### YOUR GOAL
Copy out every line of the data below, word for word and in the same order.

### DATA TO PROCESS

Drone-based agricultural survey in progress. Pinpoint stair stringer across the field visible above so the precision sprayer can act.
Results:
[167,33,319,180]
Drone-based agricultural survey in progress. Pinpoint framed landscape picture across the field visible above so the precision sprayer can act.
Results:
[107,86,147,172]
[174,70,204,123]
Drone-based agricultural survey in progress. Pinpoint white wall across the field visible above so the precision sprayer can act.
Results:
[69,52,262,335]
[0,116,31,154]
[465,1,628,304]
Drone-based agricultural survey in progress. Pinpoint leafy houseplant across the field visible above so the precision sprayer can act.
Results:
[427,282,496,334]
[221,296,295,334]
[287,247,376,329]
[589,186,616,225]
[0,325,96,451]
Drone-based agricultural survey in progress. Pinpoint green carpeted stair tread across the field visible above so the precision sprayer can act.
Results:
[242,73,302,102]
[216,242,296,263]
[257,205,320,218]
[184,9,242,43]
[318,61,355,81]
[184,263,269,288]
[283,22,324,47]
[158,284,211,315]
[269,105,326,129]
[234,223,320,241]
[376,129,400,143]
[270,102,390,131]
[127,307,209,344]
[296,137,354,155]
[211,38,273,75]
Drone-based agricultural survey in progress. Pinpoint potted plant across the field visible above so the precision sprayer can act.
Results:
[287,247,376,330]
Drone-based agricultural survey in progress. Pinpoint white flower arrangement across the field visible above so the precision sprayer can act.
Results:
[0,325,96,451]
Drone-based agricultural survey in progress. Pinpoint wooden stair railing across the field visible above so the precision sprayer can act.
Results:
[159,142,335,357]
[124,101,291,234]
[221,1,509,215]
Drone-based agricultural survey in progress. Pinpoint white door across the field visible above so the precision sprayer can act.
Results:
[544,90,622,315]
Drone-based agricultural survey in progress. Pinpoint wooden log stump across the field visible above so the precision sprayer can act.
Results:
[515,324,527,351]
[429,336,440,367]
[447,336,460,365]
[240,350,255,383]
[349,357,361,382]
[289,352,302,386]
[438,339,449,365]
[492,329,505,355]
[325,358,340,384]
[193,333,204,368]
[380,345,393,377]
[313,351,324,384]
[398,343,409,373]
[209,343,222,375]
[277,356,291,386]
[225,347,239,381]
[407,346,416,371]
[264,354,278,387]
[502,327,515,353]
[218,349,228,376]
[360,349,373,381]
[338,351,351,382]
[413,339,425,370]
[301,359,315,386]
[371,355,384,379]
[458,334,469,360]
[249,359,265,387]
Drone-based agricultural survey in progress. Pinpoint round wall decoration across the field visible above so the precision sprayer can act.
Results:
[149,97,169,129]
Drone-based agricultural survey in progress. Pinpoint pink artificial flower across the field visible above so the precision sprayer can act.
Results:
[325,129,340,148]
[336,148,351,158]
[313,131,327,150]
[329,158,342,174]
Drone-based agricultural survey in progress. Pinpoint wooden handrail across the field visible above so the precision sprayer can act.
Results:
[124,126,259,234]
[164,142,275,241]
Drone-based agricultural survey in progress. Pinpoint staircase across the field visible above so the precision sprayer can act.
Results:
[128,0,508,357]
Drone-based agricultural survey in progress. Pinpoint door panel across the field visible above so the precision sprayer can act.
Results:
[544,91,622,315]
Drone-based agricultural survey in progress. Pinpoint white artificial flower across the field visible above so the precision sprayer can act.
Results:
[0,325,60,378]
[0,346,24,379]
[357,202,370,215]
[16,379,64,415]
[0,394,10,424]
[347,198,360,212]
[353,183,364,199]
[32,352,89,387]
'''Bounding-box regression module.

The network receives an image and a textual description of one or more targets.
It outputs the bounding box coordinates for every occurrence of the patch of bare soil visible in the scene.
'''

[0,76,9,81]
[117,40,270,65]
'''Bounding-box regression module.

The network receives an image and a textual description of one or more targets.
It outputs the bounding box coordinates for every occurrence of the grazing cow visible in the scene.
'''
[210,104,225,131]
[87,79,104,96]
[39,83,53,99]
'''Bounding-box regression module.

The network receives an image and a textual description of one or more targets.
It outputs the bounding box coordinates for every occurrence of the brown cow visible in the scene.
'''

### ANSWER TO THE TASK
Drone-based agricultural survey in progress. Pinpoint stair stringer across the field visible above so the precision sprayer can act.
Results:
[167,33,319,180]
Drone-based agricultural survey in progress. Pinpoint framed landscape picture across the field visible above so the precision sprayer can act.
Results:
[107,86,147,172]
[174,70,204,123]
Drone-based agricultural survey in progress. Pinpoint white wall across the field visible above so the precision sprayer can act.
Results:
[69,52,262,335]
[0,116,31,154]
[465,1,628,304]
Drone-based agricultural survey in progress. Pinpoint leafy houseplant across the field visible above so the precision sprayer can act.
Results:
[427,282,496,334]
[221,296,295,334]
[287,247,376,329]
[589,186,616,225]
[0,325,96,451]
Drone-based agricultural survey in progress. Pinpoint green carpeted stair tread across the field visible above so the precision sprayer can act.
Results:
[242,73,302,102]
[216,242,296,263]
[257,205,320,218]
[184,9,242,43]
[318,61,355,81]
[184,263,269,288]
[283,22,324,47]
[158,284,211,315]
[269,105,326,129]
[234,223,320,241]
[376,129,400,143]
[270,102,390,131]
[127,307,209,344]
[296,137,354,155]
[211,38,273,75]
Drone-based agricultural survey in progress. Pinpoint potted plant across the field visible above so the precision sprayer can act.
Results:
[287,247,376,330]
Drone-based agricultural survey in progress. Pinpoint white flower arrangement across the field visible above so the precision sprayer can act.
Results:
[0,325,96,451]
Drone-based agricultural survey in progress. Pinpoint wooden stair railing across the field visible above so the precision sprayer can act.
Results:
[159,142,335,357]
[124,101,291,234]
[221,1,509,215]
Drone-based agricultural survey in progress. Pinpoint white door across the field visible above so the precision sprayer can act.
Results:
[544,90,622,315]
Drone-based agricultural survey in progress. Pinpoint wooden log stump across the field visible above so the precision sprayer can act.
Results:
[515,324,527,351]
[429,336,440,367]
[447,336,460,365]
[240,350,255,383]
[349,357,361,382]
[289,352,302,386]
[438,339,449,365]
[492,329,505,355]
[325,358,340,384]
[193,333,204,368]
[380,345,393,377]
[313,351,324,384]
[398,343,409,373]
[209,343,222,375]
[277,356,291,386]
[225,347,239,381]
[407,346,416,371]
[264,354,278,387]
[502,327,515,353]
[218,349,228,376]
[360,349,373,381]
[338,351,351,382]
[413,339,425,370]
[301,359,315,386]
[371,355,384,379]
[458,334,469,360]
[249,359,265,387]
Drone-based agricultural survey in progress. Pinpoint round wall decoration across the field visible above so the precision sprayer can act.
Results:
[149,97,169,129]
Drone-based agricultural survey in progress. Pinpoint pink artificial flower across the field visible above so the precision sprayer can act.
Results:
[325,129,340,148]
[336,148,351,158]
[313,131,327,150]
[329,158,342,174]
Drone-based agricultural survey in progress. Pinpoint wooden handrail across the field visible above so the precision sprayer can act.
Results:
[124,126,259,234]
[164,142,275,241]
Drone-based agricultural survey in progress. Pinpoint staircase across the field visible above so the precision sprayer can act.
Results:
[128,0,508,357]
Drone-based agricultural survey in progress. Pinpoint door panel across the field visible above so the precision sprayer can act.
Results:
[544,91,622,315]
Drone-based agricultural survey in progress. Pinpoint white artificial flower across the field visible above so the precision sprayer can act.
Results:
[0,325,60,378]
[0,346,24,379]
[357,202,370,215]
[16,379,64,415]
[0,394,10,424]
[347,198,360,212]
[353,183,364,199]
[32,352,89,387]
'''Bounding-box regression module.

The network receives an image and a textual description of one or more targets.
It outputs the bounding box coordinates for every occurrence of the patch of bare soil visible in the scene.
'''

[0,76,9,81]
[117,40,270,65]
'''Bounding-box regression module.

The network receives an image and a textual description of one or more targets.
It outputs the bounding box coordinates for every occurrence of the grazing cow visible in the scene.
'''
[210,104,225,131]
[87,79,104,96]
[39,83,53,99]
'''Bounding-box regression module.

The network receives an image and a textual description of one or more targets.
It outputs the bounding box coordinates for every occurrence of the brown cow visible in the scene.
'''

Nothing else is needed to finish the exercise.